▶ **What you are asked to do**:
In your reply, print every line of the listing exactly and omit all images.

•••

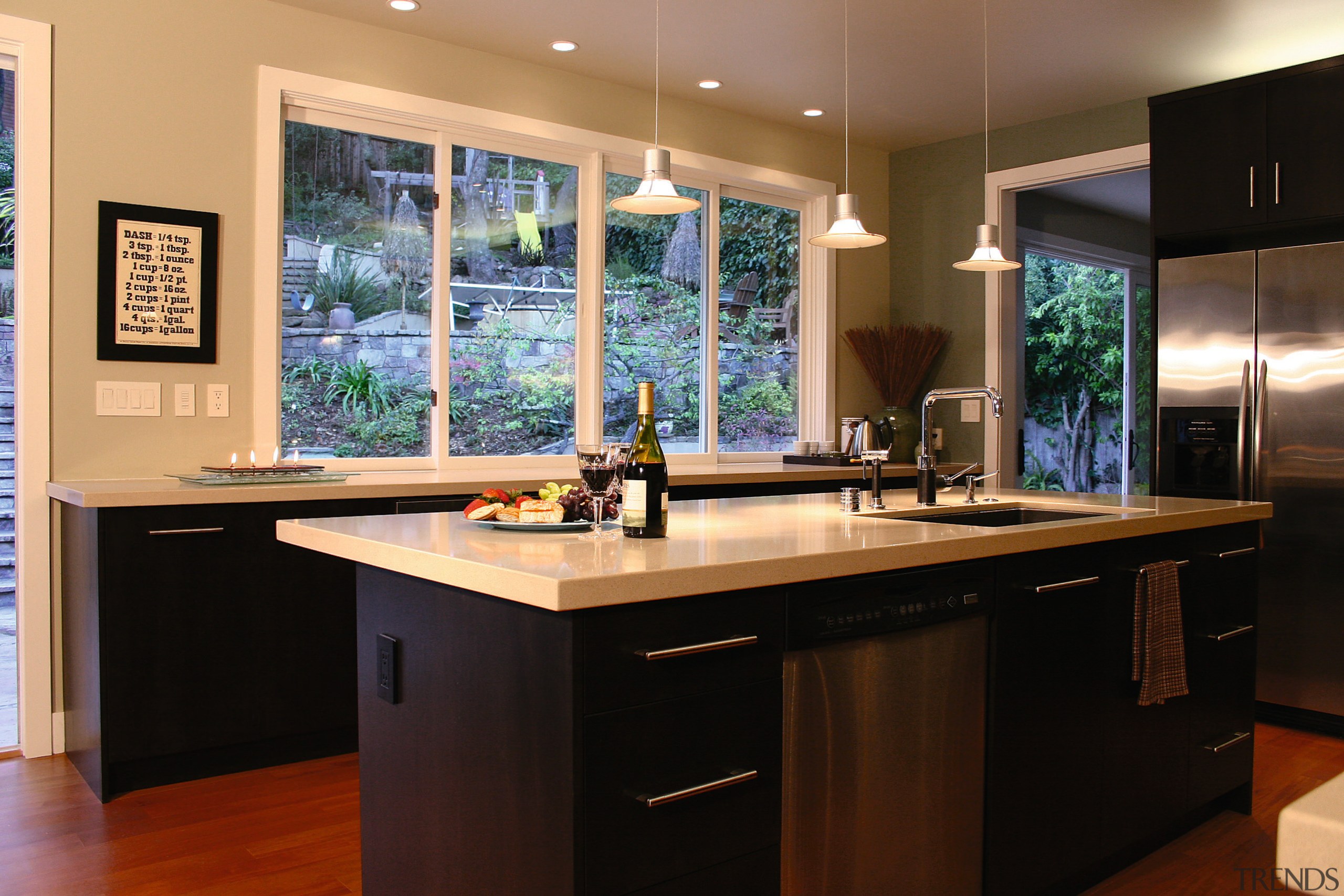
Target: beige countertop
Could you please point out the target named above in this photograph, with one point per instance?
(100, 493)
(730, 543)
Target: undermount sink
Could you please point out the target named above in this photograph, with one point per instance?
(996, 518)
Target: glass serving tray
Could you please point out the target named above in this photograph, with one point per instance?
(249, 477)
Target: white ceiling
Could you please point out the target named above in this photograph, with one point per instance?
(916, 65)
(1126, 194)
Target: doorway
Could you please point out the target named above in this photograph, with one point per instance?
(1085, 335)
(1069, 335)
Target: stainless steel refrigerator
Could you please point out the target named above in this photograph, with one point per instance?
(1251, 395)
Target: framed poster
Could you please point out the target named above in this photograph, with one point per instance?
(158, 284)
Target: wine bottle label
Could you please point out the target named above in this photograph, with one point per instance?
(635, 505)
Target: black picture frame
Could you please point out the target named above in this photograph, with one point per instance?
(109, 350)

•••

▶ **Answer section**:
Target: beige countertop
Could you please point out the target named above in this photograph, with one point per instance?
(100, 493)
(730, 543)
Target: undermount sink
Could you please point out the target named above in this photograph, with one point per instance?
(996, 518)
Target: glass serving tray
Could you please point out the target named above in this photograph, with one point per instance?
(249, 477)
Target: white ceiling
Could you please point out the target named above in this photograph, with one point per instance?
(916, 65)
(1126, 194)
Target: doorway
Could you please point out the target named above in this photograph, with one point per instance?
(1085, 335)
(1069, 335)
Target: stainless steel refrigerator
Could you please point out the target named above in this photograph, with one point per instance?
(1251, 395)
Target: framed poster
Could you please point out the target named above in this photograph, with one point per instance?
(158, 284)
Target: wine bottle label
Could you please point out the target named above in this photograph, with one point per instance?
(635, 505)
Target: black picture frame
Could you please point out the target named above in this photograph, with one point per instance?
(109, 350)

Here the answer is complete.